Location labeling records:
· · ·

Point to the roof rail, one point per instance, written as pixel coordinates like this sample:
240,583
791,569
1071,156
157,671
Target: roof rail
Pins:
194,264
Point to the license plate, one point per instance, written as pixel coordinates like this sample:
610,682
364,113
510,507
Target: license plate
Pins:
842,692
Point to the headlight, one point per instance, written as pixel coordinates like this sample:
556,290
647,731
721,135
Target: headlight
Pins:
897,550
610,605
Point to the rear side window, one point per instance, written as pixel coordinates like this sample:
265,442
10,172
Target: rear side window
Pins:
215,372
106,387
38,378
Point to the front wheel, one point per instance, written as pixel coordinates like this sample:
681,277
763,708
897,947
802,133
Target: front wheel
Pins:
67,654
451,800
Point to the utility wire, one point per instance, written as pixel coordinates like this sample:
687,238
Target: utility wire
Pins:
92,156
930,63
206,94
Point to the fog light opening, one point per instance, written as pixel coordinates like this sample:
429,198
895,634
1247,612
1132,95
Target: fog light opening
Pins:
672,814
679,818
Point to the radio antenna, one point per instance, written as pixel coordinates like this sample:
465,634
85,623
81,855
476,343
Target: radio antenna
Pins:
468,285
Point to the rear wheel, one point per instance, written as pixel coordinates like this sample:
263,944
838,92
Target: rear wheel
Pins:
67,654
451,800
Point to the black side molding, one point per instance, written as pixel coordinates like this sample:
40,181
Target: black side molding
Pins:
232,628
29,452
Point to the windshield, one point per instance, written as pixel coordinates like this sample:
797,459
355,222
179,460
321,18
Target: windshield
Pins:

· · ·

Rewrite in full the part of the lines above that opens with the line containing "Point to the fog" and closes with the last line. Add 30 to each number in the pin coordinates and leave every other number unchanged.

Point to the fog light opening, one point per instance, written as pixel coordinates like this sample:
429,198
895,634
1247,612
1132,95
Target: fog light opening
Pins:
702,844
709,848
Point to the radio antenna, one point per instance, written as pixel coordinates like this sample:
465,634
85,623
81,855
476,343
Target: radio antenna
Pins:
498,315
Point to the rear wheel, one point per instance, written as pixel coordinates like this sample:
263,944
838,92
Target: rear wheel
Pins:
97,684
481,830
Point to the black side molding, one point per instance, written as pixel coordinates like this sample:
40,181
Target: black side molding
Pins:
262,658
59,482
Point to the windshield, one point per instance, written as pixel coordinates like this sample:
797,459
355,222
179,460
321,18
Target: windshield
Pins:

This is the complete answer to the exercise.